Problemas a resolver —
- a) Na reportagem sobre Gilbert Burns, qual era a profissão do pai dele?
- b) Devolva o trecho da reportagem sobre Gilbert Burns que começa em "Brunno Carvalho Do" e termina em "sempre torcer resolvia.".
- c) Segundo a reportagem sobre Gilbert Burns, em quais tarefas os três irmãos ajudavam o pai? Liste todas.

Grande irmão

Durinho sobe ao octógono para buscar o cinturão em nome de Fred, que, pelo irmão mais novo, desistiu de lutar

Brunno Carvalho Do UOL, em São Paulo

Gilbert Burns aprendeu desde cedo que a falta de um carro no quintal de casa significava problema. Não era uma questão de status, mas de trabalho. Um veículo estacionado na residência dos Burns, na periferia de Niterói (RJ), era uma encomenda para o pai, estofador. Quando eles sumiam, sextas-feiras viravam dramas.

A família não se acalmava enquanto o relógio não marcasse 18h. Era o toque do gongo: se nenhum dos funcionários das concessionárias públicas aparecesse, o fim de semana teria luz e água. Mas nem sempre torcer resolvia.

Meu irmão, dava 17h30, 17h40, e o filho da mãe do cara parava lá e 'pá': cortava a luz".

Filho do meio, Gilbert tem dois irmãos: Fred, dois anos mais velho, e Herbert, dois anos mais novo. O trio conheceu cedo as responsabilidades domésticas. Ajudavam o pai a estofar assentos, a arrumar pneus, a lavar carros. No tempo livre, passaram a praticar artes marciais. A luta virou paixão e o sonho era transformá-la em profissão. Mas só dois conseguiram isso.

Na virada do século, abrir mão de três pessoas colocando dinheiro em casa era um luxo que a família Burns não podia ter. E Fred começou a trabalhar. Tentou conciliar o sonho com o dever, mas a pindaíba venceu por estrangulamento.

Quando Gilbert, que agora é Durinho, subir ao octógono hoje (13) para tentar tirar o cinturão dos meio-médios do UFC de Kamaru Usman, será em Fred que estará pensando. "Ele foi o cara que não me deixava desistir e falava que dias melhores viriam. E os dias estão chegando".

Dados fornecidos —

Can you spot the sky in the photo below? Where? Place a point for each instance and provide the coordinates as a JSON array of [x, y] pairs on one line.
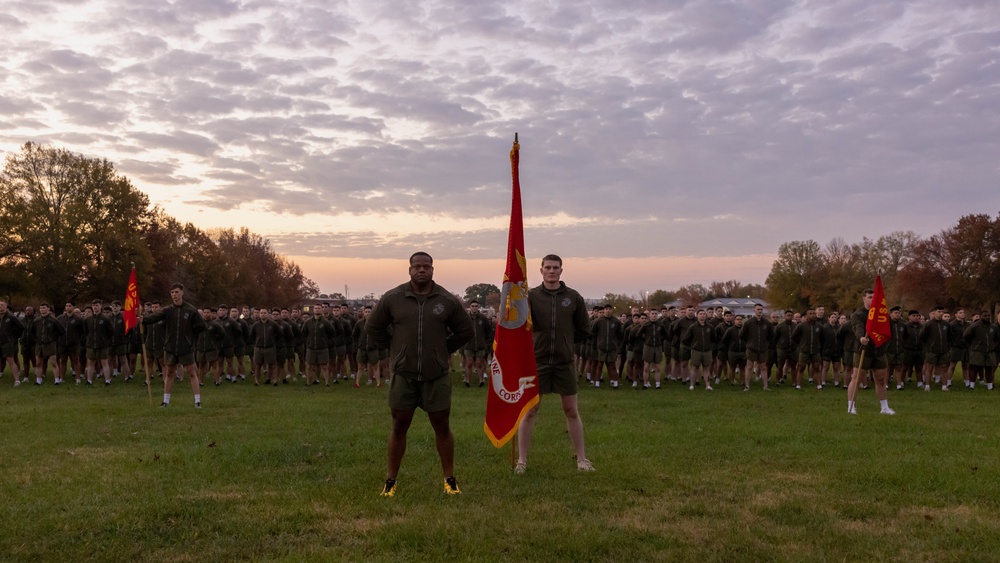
[[663, 142]]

Respostas —
- a) Estofador.

- b)
Brunno Carvalho Do UOL, em São Paulo

Gilbert Burns aprendeu desde cedo que a falta de um carro no quintal de casa significava problema. Não era uma questão de status, mas de trabalho. Um veículo estacionado na residência dos Burns, na periferia de Niterói (RJ), era uma encomenda para o pai, estofador. Quando eles sumiam, sextas-feiras viravam dramas.

A família não se acalmava enquanto o relógio não marcasse 18h. Era o toque do gongo: se nenhum dos funcionários das concessionárias públicas aparecesse, o fim de semana teria luz e água. Mas nem sempre torcer resolvia.

- c) Estofar assentos, arrumar pneus e lavar carros.